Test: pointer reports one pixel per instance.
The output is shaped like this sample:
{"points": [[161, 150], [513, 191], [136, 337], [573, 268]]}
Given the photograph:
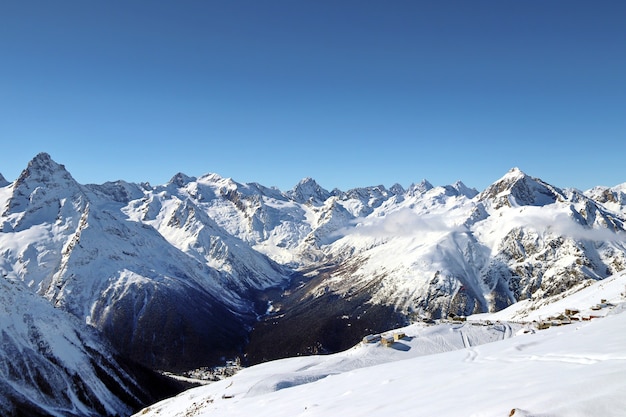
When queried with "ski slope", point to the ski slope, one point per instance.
{"points": [[450, 369]]}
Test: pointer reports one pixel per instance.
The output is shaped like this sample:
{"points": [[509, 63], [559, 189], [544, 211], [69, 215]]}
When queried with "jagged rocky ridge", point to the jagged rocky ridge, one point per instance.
{"points": [[176, 276]]}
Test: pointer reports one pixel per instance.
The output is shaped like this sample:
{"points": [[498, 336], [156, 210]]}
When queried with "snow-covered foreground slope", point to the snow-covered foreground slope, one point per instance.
{"points": [[443, 370]]}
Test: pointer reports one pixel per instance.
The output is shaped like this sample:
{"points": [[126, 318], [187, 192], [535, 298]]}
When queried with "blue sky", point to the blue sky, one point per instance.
{"points": [[351, 93]]}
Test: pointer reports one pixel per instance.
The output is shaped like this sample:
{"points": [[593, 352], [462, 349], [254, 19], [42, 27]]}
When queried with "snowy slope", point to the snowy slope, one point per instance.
{"points": [[443, 370], [51, 364], [177, 275], [150, 293]]}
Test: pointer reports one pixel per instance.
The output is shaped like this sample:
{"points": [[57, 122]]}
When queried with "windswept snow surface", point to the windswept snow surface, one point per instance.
{"points": [[442, 370]]}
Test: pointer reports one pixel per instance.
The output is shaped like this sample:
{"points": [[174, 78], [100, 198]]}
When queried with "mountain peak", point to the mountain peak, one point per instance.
{"points": [[44, 170], [516, 188], [464, 189], [308, 190], [421, 188], [180, 179]]}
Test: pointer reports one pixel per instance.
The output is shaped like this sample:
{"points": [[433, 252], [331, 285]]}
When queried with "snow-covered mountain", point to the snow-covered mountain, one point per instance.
{"points": [[181, 275], [52, 364], [478, 368]]}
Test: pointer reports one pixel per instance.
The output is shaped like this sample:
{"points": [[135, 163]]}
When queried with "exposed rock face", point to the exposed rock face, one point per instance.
{"points": [[176, 276]]}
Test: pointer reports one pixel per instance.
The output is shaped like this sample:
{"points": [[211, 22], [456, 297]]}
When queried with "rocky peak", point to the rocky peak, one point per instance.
{"points": [[516, 188], [42, 169], [307, 190], [421, 188], [464, 189], [180, 180]]}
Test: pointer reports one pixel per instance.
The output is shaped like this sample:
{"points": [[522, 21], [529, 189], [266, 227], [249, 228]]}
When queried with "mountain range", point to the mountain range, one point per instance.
{"points": [[199, 270]]}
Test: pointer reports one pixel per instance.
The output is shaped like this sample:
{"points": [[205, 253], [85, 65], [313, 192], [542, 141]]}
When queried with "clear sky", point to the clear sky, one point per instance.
{"points": [[351, 93]]}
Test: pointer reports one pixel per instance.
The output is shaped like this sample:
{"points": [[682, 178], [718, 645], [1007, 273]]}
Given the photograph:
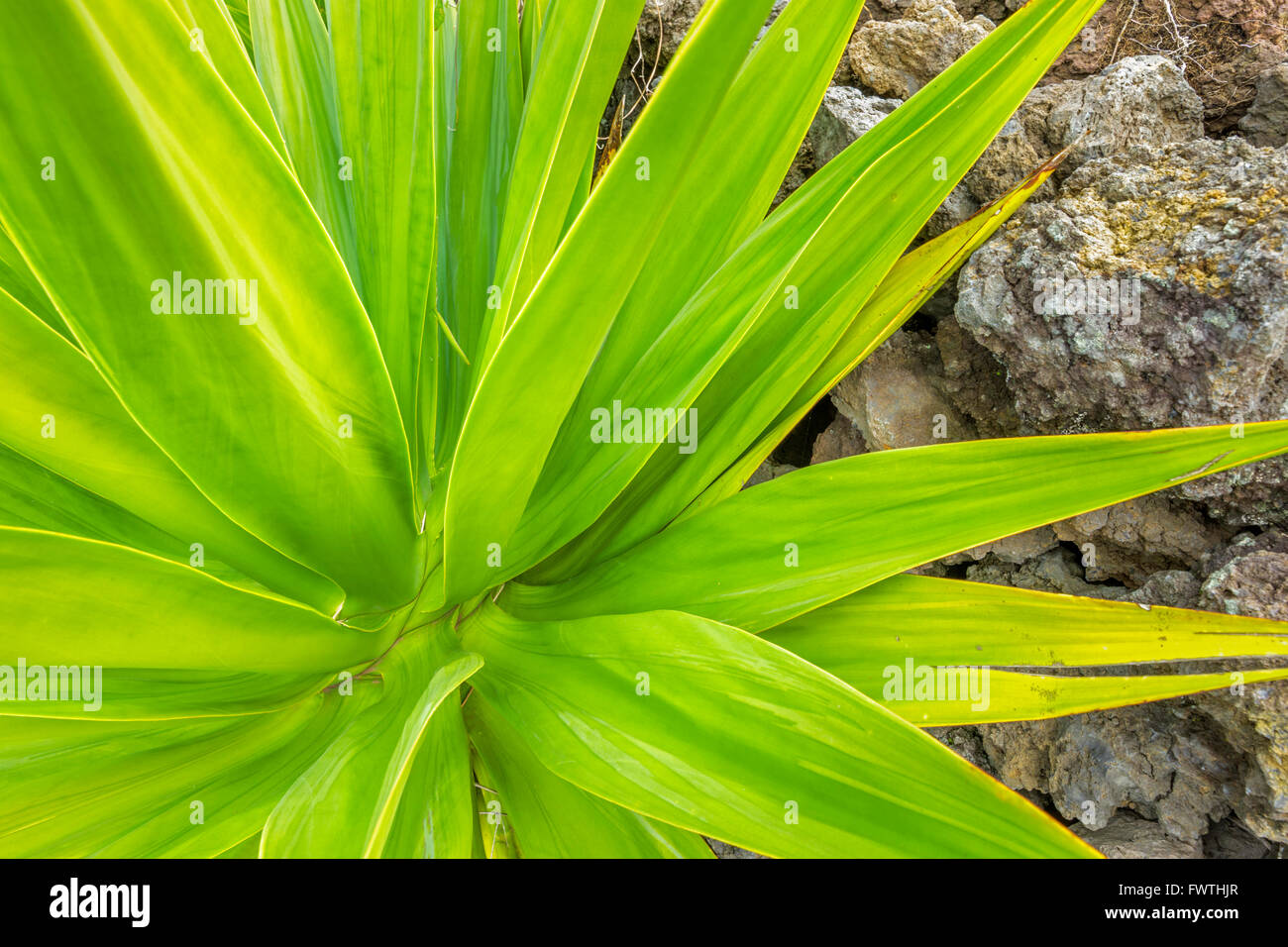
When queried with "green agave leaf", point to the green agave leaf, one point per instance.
{"points": [[34, 497], [244, 849], [492, 835], [553, 818], [344, 805], [240, 14], [437, 815], [18, 282], [296, 71], [660, 351], [913, 279], [484, 73], [75, 602], [531, 29], [146, 789], [580, 59], [112, 482], [294, 365], [385, 77], [881, 639], [214, 33], [815, 262], [719, 732], [803, 540], [536, 372]]}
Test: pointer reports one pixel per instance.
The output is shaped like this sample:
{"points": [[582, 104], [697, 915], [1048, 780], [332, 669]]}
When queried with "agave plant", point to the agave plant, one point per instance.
{"points": [[373, 454]]}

* * * *

--- Instructions for the task ---
Restate the data above word for word, omitting every picture.

--- Solution to this problem ---
Test: pointer reports one pixel per instance.
The output is shaped like this sample:
{"points": [[161, 150], [513, 191], [136, 337], [573, 268]]}
Given the photograph:
When queried with "ski slope", point to the ski slope, one point per instance.
{"points": [[450, 369]]}
Test: pointer reports one pixel per instance.
The output is shaped like this sample:
{"points": [[509, 63], [559, 189], [544, 211], [69, 215]]}
When queried with "jagged rocky ridge", point to the jagged rocky ridge, one point per instance.
{"points": [[176, 276]]}
Test: pointer reports one pixel per instance.
The output is shaped like this sample:
{"points": [[498, 336], [156, 210]]}
When queried with "snow-covered foreground slope", point to the snow-covered foreground slope, one point per instance.
{"points": [[443, 370]]}
Test: pointer reports one pixel per instance.
The output is shaped like this sample:
{"points": [[126, 318], [187, 192], [535, 298]]}
When queried with "blue sky", point to the blue sky, one point per instance.
{"points": [[351, 93]]}
Test: pointer reports one pixel per instance.
The output is shaped like this sample:
{"points": [[593, 352], [462, 349], [254, 19], [42, 27]]}
When queried with "snowy slope", point to the snowy slope, one point per instance.
{"points": [[443, 370], [51, 364], [177, 275], [150, 293]]}
Test: pointer reports one pixel per instance.
The output is shaped like this sample:
{"points": [[57, 122]]}
When queried with "windswept snow surface", point to the windswept snow surface, one point per instance.
{"points": [[442, 370]]}
Test: pointer reports one pixel per instance.
The output is shaped like this sample:
{"points": [[174, 78], [100, 198]]}
When queried with "mountain peak", point to the mountain peak, one point per instance.
{"points": [[44, 170], [516, 188], [464, 189], [308, 190], [421, 188], [180, 179]]}
Test: pointer reports one pixel per instance.
The output is shaped like this sample:
{"points": [[433, 252], [331, 285]]}
When queried with "snow-covered mountain", point to the snow-covered mountain, one point per instance.
{"points": [[181, 275], [52, 364], [478, 368]]}
Test: pointer reports one pixel per instance.
The output is shaped like this sample:
{"points": [[135, 163]]}
When queried with "exposed rock face", point to the exposed rock face, one point per instance.
{"points": [[176, 276]]}
Test: pointer reports one pixel per instance.
The output is shaped like this sample:
{"points": [[211, 22], [456, 297]]}
When queried with "rocky peak", point to the rocky peak, one point per instance.
{"points": [[516, 188], [42, 169], [307, 190], [421, 188], [464, 189], [180, 180]]}
Test: pointer reports one pixel per instance.
The output is shaped like this sample:
{"points": [[522, 21], [529, 189], [266, 227], [249, 228]]}
When queried with "mountain range", point to the mountain range, one point per instance.
{"points": [[199, 270]]}
Test: pointer reports one pixel per instance.
The output is shaped like this sample:
{"points": [[205, 253], [85, 65], [313, 192], [542, 141]]}
When queried with "clear sky", point to the clear sky, one point per instance.
{"points": [[351, 93]]}
Test: pointer reports one pixel per instance.
The output is shaped like this sample:
{"points": [[682, 178], [718, 645], [1007, 273]]}
Given the photograph:
When queried with "green agave leaf", point to the green agave leaf, one point per instance.
{"points": [[34, 497], [244, 849], [492, 835], [553, 818], [344, 805], [240, 14], [437, 815], [18, 282], [296, 71], [660, 351], [913, 279], [484, 73], [75, 602], [531, 29], [146, 789], [580, 59], [112, 482], [294, 365], [385, 77], [881, 639], [214, 33], [815, 262], [719, 732], [803, 540], [536, 372]]}
Test: pointer reports one pixel per instance.
The output is shaped like this sample:
{"points": [[582, 104], [697, 915], [1048, 780], [332, 669]]}
When queried with "agave plant", point to the agave plant, one point per instance.
{"points": [[373, 454]]}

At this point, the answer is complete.